Task details: Output exactly, please, the lines of the records below from the one containing "find | metal pulley" through the final line.

Input records:
........
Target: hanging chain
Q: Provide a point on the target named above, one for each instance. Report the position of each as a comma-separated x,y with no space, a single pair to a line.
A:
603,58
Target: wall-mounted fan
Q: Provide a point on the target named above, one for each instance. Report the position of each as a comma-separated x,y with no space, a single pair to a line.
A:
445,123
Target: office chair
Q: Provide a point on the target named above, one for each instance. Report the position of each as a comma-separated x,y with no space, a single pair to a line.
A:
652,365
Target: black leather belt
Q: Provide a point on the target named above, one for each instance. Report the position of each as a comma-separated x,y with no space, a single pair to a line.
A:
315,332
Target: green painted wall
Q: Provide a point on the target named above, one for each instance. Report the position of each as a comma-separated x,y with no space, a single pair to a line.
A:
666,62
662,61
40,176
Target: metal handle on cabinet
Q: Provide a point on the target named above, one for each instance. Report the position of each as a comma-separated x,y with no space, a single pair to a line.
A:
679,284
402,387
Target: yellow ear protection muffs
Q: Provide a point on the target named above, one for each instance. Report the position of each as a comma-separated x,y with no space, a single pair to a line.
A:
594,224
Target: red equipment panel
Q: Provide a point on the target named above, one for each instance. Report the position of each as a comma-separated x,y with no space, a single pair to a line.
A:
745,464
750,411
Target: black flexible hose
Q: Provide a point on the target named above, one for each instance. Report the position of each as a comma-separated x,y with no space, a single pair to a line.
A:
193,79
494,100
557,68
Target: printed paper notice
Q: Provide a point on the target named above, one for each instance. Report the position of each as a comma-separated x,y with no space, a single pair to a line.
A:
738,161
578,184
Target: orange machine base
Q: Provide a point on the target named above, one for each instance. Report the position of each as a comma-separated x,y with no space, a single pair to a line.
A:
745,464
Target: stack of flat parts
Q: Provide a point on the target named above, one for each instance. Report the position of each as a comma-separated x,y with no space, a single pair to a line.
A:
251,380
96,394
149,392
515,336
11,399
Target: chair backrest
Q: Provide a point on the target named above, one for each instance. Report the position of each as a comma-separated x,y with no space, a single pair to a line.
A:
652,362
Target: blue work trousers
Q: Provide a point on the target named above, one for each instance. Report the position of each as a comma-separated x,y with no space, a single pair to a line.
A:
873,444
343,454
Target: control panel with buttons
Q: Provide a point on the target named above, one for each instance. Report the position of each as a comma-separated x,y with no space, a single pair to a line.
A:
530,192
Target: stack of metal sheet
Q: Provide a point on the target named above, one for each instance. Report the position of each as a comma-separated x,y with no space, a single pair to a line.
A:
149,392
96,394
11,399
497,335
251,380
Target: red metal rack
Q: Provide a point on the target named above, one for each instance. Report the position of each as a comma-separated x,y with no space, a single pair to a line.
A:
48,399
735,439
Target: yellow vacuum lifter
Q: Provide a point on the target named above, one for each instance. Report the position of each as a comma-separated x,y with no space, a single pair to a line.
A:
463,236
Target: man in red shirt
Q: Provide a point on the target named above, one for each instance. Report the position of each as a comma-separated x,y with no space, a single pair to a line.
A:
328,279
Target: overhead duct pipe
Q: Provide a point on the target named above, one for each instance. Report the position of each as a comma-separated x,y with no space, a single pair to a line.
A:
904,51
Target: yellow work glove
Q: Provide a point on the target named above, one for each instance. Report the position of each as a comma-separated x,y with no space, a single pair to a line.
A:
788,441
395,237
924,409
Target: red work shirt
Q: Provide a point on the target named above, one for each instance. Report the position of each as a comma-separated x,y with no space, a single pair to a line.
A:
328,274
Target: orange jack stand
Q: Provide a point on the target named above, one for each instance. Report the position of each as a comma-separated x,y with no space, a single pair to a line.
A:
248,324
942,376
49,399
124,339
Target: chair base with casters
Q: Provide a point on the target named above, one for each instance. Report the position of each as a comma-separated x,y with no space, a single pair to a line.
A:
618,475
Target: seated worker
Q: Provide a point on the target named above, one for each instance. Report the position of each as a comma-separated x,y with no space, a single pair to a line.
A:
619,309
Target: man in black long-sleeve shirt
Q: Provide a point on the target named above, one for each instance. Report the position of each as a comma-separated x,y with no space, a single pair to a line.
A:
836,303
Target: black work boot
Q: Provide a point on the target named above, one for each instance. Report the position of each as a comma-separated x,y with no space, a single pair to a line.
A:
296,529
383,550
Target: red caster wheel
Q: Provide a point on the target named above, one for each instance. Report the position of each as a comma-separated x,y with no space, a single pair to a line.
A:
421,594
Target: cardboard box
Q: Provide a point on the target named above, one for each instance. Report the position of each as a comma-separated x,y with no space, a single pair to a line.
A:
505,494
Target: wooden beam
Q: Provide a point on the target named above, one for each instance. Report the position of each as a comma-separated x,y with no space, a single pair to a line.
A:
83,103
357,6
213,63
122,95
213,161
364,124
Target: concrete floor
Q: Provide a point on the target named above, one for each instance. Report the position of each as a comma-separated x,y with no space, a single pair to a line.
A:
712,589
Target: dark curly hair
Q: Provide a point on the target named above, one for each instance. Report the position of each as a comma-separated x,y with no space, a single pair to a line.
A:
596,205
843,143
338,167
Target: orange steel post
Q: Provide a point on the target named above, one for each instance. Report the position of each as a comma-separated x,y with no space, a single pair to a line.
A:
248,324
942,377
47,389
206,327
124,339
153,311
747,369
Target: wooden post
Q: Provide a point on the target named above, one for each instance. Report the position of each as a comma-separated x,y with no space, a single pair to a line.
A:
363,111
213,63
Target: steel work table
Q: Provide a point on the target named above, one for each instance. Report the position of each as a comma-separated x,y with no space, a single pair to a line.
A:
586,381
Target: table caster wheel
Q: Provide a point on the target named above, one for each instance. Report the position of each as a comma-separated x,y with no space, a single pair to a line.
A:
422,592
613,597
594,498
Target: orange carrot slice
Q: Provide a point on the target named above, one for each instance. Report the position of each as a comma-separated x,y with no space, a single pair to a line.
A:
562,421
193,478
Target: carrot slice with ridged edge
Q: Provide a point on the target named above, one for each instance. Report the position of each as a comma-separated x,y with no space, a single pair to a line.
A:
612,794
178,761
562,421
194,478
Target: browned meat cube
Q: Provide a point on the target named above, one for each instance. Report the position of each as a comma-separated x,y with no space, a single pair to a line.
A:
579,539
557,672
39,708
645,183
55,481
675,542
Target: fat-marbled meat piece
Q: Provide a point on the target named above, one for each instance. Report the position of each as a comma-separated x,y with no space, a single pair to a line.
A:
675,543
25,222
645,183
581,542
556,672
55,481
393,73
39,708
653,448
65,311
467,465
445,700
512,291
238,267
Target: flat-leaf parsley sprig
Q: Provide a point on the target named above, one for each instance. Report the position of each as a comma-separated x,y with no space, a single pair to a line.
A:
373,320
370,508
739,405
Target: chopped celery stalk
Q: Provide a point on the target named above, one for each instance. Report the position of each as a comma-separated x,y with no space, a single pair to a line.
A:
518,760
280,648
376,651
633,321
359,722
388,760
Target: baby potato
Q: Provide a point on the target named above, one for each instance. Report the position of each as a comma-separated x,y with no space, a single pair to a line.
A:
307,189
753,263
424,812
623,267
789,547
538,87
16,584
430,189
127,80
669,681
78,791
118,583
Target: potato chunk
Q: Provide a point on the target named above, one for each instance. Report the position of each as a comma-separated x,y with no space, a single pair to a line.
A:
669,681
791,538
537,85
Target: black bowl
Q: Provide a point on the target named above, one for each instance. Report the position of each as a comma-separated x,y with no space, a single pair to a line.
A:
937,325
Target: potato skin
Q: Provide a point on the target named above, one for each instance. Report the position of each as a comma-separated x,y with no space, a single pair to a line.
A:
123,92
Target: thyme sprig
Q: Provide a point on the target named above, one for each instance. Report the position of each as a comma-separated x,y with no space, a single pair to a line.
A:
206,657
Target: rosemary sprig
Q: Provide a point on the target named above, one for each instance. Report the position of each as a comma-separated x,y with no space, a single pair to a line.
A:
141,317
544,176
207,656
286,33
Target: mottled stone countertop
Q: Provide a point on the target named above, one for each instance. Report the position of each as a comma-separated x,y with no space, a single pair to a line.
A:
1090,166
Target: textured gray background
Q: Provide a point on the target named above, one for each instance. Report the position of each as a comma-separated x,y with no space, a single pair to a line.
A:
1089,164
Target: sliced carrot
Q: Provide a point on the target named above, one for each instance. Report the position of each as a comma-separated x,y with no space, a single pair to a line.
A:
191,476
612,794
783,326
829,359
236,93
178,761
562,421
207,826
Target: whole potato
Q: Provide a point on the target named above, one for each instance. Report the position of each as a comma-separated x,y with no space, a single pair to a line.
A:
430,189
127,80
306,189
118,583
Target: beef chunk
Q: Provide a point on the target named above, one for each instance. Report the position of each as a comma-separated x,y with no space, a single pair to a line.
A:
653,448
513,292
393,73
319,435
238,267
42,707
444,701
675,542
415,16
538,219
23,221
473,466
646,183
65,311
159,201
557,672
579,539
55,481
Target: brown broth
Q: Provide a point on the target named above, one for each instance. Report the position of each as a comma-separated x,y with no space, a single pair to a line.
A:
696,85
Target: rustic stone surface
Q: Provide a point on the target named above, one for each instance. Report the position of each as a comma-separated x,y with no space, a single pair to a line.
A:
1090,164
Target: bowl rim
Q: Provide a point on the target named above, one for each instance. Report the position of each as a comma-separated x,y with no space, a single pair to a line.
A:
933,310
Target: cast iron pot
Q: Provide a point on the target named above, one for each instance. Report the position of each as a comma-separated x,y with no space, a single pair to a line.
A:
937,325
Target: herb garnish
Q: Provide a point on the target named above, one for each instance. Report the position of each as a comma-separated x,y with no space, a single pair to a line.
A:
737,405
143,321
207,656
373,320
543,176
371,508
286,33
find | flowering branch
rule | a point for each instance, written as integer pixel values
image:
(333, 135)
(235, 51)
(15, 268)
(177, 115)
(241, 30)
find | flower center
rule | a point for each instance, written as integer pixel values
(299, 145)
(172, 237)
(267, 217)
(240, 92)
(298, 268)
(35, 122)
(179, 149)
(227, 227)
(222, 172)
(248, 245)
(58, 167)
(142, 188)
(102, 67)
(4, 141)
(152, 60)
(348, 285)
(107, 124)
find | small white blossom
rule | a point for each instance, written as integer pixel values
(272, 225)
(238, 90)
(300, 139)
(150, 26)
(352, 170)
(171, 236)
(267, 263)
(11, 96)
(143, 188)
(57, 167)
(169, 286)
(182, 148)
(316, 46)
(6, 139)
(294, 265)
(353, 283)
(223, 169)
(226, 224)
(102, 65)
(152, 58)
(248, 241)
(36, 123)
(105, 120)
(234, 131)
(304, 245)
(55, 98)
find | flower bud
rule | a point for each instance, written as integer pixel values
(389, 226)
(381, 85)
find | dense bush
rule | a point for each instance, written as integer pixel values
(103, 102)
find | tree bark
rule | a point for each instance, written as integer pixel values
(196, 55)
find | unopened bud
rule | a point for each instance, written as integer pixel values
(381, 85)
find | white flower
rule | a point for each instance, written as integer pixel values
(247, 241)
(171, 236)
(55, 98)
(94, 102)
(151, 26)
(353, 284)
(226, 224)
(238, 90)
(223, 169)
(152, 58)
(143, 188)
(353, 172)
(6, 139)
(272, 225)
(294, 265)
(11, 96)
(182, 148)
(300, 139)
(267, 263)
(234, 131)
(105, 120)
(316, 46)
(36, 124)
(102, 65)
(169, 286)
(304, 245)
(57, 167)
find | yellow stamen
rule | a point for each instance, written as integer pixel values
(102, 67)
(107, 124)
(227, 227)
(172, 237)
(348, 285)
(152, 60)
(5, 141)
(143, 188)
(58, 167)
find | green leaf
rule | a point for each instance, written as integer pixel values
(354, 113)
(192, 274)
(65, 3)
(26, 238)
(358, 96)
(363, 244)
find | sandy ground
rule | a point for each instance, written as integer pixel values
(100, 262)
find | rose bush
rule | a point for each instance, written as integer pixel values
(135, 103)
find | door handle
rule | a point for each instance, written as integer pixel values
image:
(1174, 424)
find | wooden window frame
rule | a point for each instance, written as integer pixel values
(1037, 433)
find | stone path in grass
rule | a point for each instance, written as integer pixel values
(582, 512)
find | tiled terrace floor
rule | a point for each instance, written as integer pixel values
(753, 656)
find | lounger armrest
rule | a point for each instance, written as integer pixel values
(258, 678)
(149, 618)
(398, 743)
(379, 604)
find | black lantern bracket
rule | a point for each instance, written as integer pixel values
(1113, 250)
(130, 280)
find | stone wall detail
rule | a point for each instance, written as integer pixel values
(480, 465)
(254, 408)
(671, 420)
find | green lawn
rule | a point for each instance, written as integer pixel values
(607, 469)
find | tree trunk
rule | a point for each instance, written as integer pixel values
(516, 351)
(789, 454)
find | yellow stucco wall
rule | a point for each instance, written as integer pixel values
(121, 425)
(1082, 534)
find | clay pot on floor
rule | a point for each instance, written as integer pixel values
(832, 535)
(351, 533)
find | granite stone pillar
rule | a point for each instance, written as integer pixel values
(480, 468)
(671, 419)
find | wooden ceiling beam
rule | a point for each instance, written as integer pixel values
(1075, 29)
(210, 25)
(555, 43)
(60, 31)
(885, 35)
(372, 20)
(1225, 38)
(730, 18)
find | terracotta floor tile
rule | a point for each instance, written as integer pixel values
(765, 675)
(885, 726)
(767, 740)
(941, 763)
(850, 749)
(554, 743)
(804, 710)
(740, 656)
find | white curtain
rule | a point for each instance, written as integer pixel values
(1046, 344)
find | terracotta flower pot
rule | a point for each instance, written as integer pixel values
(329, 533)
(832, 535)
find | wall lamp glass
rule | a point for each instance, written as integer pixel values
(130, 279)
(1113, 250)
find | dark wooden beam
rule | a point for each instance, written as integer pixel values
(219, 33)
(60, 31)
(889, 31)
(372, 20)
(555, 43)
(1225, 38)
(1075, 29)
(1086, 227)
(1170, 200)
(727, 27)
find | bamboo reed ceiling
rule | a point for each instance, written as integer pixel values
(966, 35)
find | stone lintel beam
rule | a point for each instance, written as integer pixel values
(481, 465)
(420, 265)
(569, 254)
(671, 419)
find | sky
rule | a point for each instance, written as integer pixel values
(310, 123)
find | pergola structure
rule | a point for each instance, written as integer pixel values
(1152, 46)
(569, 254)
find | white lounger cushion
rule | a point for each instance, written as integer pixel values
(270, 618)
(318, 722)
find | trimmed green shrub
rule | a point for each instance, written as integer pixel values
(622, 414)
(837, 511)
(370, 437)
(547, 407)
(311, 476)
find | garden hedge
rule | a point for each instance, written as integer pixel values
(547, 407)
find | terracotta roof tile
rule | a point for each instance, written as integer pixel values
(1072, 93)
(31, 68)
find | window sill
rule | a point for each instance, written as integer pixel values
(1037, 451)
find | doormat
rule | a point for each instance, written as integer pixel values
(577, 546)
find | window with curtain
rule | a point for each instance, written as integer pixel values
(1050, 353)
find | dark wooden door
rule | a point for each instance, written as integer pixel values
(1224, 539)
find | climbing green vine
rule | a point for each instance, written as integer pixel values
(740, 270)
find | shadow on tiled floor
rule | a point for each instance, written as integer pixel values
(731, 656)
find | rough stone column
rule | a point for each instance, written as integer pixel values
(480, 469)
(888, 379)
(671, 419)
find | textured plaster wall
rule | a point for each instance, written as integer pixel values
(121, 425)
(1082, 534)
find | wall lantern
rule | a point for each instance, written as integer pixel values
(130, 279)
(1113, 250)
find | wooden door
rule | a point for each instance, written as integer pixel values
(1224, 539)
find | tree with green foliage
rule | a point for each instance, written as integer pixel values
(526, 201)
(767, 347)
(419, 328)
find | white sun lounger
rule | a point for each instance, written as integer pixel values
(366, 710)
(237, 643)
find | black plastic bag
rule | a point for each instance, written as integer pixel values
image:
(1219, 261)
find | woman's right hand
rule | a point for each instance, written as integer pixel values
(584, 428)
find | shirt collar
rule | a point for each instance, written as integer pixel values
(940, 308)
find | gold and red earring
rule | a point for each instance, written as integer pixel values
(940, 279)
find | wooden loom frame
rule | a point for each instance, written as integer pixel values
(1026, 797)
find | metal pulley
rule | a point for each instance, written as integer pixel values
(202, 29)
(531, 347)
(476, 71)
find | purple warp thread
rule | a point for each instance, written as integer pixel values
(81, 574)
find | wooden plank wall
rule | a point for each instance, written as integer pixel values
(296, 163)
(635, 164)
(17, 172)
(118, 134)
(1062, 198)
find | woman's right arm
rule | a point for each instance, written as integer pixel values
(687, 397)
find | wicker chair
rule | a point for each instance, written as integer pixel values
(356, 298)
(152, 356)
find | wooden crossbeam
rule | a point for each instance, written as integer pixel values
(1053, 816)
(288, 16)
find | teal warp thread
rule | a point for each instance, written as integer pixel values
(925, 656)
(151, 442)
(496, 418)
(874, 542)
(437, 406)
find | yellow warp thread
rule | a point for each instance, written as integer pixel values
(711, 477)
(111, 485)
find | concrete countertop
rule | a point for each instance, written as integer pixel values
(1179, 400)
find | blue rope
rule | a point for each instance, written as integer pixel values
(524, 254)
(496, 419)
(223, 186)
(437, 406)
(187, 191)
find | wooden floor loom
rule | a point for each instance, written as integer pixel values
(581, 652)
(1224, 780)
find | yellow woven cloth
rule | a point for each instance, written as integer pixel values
........
Answer:
find | metal pulley
rule | a point for each instance, written as integer pixel values
(202, 29)
(531, 347)
(476, 71)
find | purple warp thread
rule | a point for each instance, written as integer pixel values
(81, 574)
find | wooden plank wall
rule | a point for each instance, written as integer pixel values
(296, 163)
(635, 164)
(17, 172)
(118, 134)
(1062, 198)
find | woman's right arm
rule | a point for each instance, written as integer pixel values
(687, 397)
find | wicker chair
rule | a point for each instance, written as integer pixel values
(356, 298)
(152, 356)
find | wooden crossbeam
rule | a point for each instance, written as integer pixel values
(1053, 816)
(288, 16)
find | teal warp thread
rule | a point for each instance, written as integer pixel values
(925, 656)
(151, 442)
(496, 418)
(874, 542)
(437, 406)
find | yellow warp thread
rule | a point for each instance, written as integer pixel values
(711, 477)
(111, 485)
find | concrete countertop
rule | a point for each instance, written as integer pixel values
(1179, 400)
find | blue rope
rule | a point for each instance, written as integer pixel values
(524, 254)
(496, 419)
(223, 186)
(437, 406)
(187, 191)
find | wooden floor loom
rule | a point for each instance, written as integer pixel values
(581, 652)
(1224, 780)
find | yellow woven cloth
rule | a point for each instance, written as integer pixel values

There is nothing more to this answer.